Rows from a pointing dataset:
____

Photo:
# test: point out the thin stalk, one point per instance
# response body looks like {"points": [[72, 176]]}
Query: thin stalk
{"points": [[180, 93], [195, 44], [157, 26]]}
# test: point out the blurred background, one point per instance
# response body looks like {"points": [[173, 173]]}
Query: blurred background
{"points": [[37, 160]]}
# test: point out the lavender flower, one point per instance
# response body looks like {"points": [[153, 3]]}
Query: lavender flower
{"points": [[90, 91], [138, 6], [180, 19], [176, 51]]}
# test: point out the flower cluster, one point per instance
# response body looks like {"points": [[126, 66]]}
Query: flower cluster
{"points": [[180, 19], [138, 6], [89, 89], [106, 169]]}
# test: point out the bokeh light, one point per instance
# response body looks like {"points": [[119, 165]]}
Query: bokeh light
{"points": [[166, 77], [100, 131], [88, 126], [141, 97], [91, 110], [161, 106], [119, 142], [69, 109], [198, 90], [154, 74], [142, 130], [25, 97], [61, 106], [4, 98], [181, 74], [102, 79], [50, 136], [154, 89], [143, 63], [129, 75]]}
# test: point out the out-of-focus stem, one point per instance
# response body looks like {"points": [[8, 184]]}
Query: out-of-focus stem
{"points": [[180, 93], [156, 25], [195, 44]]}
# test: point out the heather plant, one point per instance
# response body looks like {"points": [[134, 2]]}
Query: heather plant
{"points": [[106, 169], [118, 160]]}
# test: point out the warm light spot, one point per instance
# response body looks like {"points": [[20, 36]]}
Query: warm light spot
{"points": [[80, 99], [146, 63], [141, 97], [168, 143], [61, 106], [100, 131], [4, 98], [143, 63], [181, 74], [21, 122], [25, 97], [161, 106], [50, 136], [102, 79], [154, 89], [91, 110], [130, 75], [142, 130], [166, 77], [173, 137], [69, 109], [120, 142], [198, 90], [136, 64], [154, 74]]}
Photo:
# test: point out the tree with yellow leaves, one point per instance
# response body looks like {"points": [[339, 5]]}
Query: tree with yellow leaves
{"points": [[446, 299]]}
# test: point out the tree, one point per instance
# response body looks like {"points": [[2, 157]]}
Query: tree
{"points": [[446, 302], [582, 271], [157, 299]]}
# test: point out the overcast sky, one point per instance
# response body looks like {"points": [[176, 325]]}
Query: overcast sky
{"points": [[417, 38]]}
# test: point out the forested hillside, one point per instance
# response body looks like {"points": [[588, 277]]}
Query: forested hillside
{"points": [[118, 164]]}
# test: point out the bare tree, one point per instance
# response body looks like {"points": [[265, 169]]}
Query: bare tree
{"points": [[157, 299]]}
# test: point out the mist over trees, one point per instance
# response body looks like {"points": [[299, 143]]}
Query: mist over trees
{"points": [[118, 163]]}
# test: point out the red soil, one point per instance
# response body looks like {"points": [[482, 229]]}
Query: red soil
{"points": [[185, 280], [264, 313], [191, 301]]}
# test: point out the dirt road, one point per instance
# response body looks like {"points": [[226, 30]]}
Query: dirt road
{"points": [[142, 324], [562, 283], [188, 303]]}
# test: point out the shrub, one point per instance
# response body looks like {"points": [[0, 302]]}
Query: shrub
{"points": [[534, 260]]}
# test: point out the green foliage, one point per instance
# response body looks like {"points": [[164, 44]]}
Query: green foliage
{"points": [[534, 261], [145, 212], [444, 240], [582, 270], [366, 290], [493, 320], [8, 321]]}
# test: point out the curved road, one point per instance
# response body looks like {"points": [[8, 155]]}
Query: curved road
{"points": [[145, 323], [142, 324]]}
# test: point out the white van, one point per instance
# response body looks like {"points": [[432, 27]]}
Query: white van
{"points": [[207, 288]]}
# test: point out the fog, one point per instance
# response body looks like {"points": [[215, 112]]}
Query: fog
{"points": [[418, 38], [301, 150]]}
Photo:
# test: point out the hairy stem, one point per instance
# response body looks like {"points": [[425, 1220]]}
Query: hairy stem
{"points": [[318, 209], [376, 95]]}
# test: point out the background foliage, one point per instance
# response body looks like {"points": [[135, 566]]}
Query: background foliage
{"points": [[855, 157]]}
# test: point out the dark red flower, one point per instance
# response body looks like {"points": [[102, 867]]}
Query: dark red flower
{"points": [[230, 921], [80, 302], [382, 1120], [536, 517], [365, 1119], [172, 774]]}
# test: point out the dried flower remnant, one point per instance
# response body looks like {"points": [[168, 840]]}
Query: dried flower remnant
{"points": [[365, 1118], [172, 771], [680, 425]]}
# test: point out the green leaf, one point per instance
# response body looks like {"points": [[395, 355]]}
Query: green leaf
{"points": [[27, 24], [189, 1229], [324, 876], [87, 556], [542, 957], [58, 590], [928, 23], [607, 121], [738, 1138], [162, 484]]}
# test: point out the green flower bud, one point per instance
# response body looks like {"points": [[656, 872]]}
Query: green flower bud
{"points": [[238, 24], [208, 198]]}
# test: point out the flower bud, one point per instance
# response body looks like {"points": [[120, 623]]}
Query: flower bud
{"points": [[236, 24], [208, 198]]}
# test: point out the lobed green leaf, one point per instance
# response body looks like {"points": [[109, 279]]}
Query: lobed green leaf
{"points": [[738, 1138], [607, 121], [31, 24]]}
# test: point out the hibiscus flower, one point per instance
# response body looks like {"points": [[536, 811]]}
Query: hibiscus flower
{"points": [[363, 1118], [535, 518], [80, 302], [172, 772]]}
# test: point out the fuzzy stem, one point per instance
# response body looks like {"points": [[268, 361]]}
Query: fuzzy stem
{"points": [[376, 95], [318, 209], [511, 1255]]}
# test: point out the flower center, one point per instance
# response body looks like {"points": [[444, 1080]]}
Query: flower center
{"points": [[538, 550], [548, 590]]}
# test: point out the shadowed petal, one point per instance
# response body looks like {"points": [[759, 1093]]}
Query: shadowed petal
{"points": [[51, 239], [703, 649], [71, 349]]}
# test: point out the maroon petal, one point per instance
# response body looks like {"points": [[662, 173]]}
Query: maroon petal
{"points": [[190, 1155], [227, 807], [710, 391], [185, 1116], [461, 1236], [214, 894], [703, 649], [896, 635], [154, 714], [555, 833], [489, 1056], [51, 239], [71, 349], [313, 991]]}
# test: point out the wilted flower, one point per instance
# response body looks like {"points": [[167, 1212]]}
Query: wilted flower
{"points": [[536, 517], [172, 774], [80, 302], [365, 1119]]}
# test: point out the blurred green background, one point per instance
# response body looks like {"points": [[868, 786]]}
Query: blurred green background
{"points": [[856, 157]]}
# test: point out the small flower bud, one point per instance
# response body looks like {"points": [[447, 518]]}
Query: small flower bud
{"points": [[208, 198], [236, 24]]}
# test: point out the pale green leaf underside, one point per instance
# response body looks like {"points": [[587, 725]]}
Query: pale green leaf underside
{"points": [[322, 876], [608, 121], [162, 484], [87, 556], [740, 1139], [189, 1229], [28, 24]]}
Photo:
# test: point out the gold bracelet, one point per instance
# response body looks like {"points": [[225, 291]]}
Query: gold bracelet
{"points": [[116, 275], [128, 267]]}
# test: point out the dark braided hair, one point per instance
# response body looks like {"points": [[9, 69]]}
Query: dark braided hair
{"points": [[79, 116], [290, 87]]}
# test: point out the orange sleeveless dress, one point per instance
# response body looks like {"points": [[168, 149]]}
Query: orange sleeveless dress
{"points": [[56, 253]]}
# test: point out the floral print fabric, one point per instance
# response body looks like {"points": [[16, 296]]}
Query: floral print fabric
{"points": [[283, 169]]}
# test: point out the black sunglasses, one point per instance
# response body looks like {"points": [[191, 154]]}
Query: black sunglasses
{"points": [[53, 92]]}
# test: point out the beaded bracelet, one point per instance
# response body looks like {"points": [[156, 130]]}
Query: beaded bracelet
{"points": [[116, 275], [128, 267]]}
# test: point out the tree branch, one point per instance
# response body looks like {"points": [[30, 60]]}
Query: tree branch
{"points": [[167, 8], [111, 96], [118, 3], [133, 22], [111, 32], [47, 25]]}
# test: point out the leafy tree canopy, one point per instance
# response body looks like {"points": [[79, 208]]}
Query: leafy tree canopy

____

Exercise instructions —
Could you give again exactly the lines from the line containing "# test: point out the black" through the final line of the data above, and no others?

Expected answer —
# test: point out the black sunglasses, one point per instance
# response body looks like {"points": [[191, 154]]}
Query: black sunglasses
{"points": [[53, 92]]}
# test: point out the beaded bracelet, one point per instance
# response body looks like {"points": [[156, 130]]}
Query: beaded bracelet
{"points": [[116, 275], [128, 267]]}
# test: point out the tree branch, one point per instance
# response body looks like {"points": [[30, 60]]}
Query: tree branch
{"points": [[167, 8], [111, 96], [118, 3], [133, 22], [111, 32], [47, 25]]}
# test: point out the leafy tree canopy, one point per instance
# response body looks like {"points": [[79, 208]]}
Query: leafy tree canopy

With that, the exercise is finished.